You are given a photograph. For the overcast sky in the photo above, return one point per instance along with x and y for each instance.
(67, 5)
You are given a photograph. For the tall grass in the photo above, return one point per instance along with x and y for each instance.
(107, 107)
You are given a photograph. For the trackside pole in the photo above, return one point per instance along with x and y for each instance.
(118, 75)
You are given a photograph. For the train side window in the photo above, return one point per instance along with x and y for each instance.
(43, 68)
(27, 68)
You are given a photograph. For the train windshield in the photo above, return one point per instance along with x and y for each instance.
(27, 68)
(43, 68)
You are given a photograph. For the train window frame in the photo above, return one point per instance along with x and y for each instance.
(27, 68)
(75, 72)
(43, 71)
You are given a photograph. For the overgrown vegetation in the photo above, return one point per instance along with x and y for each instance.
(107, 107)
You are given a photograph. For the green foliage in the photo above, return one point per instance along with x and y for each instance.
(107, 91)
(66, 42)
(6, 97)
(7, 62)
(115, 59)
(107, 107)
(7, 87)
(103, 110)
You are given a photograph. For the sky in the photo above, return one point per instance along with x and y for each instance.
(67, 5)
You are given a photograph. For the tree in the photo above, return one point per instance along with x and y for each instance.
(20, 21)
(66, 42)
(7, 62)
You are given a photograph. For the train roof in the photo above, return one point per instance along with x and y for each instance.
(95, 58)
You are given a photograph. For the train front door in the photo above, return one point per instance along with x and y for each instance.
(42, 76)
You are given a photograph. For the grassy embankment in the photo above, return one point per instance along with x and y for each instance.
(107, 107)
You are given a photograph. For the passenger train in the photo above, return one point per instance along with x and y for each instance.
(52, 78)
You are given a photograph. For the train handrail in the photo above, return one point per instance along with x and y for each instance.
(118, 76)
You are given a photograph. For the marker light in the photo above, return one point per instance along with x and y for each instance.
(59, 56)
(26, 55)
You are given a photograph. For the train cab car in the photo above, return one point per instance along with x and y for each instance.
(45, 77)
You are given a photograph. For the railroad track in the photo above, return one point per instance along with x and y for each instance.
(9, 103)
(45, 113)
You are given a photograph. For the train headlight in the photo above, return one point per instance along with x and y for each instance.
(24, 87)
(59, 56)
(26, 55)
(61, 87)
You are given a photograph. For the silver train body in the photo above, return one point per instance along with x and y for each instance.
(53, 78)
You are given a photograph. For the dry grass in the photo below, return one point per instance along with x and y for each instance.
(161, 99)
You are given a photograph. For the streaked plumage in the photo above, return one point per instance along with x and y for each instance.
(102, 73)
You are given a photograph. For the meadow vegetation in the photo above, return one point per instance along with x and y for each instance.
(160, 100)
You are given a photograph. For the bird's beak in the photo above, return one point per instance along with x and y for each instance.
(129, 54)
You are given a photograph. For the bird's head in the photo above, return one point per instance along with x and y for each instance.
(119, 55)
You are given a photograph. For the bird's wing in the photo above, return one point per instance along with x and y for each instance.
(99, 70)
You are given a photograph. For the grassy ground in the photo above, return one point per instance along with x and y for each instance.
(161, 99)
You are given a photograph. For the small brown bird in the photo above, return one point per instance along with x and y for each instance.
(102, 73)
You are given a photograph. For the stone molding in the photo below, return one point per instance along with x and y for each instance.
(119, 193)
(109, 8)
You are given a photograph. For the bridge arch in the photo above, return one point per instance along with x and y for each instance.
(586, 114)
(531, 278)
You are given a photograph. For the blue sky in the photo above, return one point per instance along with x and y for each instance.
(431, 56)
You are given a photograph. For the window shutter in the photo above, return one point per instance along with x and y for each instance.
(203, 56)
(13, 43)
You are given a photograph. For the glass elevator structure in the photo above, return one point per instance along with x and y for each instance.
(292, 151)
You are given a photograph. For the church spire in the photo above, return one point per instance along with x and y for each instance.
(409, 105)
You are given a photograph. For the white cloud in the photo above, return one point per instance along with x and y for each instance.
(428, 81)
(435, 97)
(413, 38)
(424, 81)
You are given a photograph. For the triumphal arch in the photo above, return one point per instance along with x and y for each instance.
======
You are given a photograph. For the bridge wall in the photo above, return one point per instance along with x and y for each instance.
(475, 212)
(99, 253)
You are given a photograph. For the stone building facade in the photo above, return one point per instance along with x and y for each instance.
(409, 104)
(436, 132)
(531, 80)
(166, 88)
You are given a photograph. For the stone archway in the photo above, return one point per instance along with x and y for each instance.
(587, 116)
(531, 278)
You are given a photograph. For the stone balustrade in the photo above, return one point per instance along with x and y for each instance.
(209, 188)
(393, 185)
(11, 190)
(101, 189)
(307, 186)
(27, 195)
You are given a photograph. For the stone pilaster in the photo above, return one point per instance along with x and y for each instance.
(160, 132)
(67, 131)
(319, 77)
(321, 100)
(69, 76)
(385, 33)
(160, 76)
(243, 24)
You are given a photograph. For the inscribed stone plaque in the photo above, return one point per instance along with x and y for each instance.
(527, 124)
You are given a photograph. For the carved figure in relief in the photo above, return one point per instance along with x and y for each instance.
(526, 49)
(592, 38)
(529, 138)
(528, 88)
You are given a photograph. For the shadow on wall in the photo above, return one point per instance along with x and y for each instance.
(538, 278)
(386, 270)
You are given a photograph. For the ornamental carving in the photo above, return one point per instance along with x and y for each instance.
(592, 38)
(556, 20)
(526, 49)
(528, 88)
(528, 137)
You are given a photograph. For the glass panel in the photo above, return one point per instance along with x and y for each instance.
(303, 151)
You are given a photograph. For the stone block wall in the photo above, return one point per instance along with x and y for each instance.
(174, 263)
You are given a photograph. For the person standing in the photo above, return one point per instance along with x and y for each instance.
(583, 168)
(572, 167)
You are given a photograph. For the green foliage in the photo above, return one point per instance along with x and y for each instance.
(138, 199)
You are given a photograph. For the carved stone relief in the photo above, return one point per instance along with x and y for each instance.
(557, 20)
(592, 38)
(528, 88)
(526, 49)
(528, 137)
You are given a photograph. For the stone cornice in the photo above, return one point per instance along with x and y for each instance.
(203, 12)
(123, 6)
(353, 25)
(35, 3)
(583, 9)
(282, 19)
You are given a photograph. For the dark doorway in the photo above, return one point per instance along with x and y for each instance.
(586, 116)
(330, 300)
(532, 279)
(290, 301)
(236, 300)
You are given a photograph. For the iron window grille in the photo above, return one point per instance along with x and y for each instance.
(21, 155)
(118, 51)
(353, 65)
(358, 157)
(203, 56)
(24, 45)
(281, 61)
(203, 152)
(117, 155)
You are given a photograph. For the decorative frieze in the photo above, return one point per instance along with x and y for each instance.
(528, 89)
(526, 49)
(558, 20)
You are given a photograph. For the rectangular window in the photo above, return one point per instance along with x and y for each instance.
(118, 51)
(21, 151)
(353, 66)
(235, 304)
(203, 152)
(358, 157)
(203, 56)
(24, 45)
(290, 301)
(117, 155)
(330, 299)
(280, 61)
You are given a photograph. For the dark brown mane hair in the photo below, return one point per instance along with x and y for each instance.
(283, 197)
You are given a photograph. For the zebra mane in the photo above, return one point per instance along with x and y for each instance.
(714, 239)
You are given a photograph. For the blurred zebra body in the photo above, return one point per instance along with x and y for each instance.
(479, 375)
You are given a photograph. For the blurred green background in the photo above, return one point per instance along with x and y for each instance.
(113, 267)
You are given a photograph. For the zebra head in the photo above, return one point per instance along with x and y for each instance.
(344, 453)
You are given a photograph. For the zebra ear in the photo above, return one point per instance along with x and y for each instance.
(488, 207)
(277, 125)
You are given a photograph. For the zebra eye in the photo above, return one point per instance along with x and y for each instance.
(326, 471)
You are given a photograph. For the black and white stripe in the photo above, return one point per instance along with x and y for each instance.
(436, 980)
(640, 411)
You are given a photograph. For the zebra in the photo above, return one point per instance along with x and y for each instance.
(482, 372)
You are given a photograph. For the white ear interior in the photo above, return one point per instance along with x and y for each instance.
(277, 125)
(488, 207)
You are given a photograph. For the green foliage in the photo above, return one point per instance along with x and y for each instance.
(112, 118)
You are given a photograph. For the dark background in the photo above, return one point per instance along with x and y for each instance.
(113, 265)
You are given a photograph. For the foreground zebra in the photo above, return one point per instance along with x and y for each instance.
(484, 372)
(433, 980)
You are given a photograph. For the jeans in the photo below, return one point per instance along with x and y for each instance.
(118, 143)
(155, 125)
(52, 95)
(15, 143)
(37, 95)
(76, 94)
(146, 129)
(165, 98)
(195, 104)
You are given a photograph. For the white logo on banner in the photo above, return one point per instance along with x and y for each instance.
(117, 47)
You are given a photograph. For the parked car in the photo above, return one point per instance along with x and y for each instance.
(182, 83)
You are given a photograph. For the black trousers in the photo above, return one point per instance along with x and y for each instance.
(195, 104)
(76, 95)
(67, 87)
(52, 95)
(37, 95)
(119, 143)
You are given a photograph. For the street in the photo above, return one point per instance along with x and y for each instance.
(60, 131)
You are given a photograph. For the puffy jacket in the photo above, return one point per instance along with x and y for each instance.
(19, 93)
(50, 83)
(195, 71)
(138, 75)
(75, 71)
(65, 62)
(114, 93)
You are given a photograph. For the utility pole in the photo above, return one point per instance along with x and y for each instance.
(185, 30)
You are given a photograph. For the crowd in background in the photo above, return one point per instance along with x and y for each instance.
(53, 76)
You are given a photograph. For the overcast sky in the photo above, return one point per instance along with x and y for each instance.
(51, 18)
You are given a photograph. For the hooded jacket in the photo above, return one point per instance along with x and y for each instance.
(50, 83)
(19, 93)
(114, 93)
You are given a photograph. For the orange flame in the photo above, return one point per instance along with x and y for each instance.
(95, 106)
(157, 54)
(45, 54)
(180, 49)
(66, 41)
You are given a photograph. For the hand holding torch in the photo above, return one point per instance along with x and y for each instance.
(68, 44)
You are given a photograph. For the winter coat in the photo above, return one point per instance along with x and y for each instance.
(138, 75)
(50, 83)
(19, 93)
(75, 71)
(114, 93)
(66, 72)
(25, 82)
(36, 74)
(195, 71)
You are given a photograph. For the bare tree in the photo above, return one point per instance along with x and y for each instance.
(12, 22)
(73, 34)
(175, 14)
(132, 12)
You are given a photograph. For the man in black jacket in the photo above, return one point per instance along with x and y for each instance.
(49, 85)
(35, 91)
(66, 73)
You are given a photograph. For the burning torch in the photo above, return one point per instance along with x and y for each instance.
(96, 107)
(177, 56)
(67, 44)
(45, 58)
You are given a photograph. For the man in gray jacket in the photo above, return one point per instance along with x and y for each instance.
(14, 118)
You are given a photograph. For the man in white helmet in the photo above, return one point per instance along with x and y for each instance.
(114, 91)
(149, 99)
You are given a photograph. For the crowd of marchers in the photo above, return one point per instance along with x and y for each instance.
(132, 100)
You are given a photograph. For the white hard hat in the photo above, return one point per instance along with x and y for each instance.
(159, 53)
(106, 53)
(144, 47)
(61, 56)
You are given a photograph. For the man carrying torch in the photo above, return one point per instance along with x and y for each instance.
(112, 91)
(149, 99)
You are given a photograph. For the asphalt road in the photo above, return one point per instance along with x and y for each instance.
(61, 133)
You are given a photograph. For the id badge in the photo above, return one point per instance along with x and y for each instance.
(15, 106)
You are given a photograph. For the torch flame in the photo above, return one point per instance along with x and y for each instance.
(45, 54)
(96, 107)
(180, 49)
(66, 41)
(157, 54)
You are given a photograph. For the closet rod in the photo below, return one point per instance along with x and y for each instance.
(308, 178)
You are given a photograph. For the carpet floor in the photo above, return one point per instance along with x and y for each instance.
======
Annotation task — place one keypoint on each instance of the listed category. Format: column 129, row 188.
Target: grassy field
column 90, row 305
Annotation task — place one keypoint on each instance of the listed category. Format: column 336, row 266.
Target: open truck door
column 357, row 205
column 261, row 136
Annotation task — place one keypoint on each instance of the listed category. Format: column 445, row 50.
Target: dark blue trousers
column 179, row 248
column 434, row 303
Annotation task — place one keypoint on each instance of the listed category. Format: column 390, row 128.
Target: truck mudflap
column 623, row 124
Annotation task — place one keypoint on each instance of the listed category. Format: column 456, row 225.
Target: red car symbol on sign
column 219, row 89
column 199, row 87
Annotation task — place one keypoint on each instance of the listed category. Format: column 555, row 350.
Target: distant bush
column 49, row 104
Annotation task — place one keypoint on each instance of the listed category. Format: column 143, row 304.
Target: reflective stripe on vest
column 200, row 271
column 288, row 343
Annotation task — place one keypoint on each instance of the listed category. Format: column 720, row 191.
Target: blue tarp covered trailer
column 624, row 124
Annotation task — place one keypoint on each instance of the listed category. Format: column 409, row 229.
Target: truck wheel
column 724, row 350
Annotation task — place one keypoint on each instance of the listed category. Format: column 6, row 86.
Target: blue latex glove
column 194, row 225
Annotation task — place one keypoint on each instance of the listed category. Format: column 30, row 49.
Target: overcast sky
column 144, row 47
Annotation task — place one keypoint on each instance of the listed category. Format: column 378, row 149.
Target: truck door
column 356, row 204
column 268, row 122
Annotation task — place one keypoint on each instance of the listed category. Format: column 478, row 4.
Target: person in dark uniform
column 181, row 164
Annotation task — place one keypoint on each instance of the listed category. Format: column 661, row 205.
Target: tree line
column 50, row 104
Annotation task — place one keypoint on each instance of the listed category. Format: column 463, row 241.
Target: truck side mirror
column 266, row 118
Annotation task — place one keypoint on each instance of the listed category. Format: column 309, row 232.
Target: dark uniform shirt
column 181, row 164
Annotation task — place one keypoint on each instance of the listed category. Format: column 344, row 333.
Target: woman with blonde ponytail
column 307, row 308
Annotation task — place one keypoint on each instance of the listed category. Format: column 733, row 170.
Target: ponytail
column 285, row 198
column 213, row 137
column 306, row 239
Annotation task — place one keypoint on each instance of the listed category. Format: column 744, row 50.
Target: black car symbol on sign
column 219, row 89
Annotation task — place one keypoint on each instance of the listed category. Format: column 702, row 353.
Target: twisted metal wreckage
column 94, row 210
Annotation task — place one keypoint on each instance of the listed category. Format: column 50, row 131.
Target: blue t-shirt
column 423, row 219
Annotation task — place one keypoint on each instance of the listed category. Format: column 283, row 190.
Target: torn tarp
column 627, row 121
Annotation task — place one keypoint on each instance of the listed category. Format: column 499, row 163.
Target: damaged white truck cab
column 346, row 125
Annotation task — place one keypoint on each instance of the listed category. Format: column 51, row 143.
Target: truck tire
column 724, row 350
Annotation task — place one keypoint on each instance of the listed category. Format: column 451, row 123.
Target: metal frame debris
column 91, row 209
======
- **WHAT TO DO**: Count how many lines of the items above contain the string "sign", treating uppercase and lowercase letters as different. Reply with that number alone.

- **CORRECT OUTPUT**: 2